→ **PROBLEM DESCRIPTION**
Your answer must be an exact copy of the records below, with no pictures in it.
LISTED ENTRIES below:
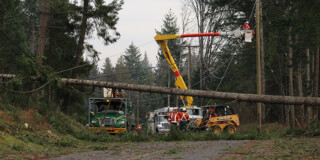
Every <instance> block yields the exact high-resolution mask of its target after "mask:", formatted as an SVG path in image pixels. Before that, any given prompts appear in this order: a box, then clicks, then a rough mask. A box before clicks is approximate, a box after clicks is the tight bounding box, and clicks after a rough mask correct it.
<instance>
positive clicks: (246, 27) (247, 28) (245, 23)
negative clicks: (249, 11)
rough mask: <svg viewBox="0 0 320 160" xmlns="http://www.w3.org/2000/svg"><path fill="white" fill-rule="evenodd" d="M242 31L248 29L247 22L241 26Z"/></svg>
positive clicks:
End of LISTED ENTRIES.
→ **REPLY TO THE TASK**
Every <instance> block yields the exact high-resolution mask of its target after "mask:", formatted as an SVG path in image pixels. Before that, any given prompts appear in this order: a box, then clicks, then a rough mask. A box before clicks is approximate, a box after clicks is the tight bounding box, and clicks after a rough mask correct it.
<instance>
positive clicks: (246, 27) (247, 28) (245, 23)
negative clicks: (249, 11)
rough mask: <svg viewBox="0 0 320 160" xmlns="http://www.w3.org/2000/svg"><path fill="white" fill-rule="evenodd" d="M242 31L248 29L247 22L241 26Z"/></svg>
positive clicks:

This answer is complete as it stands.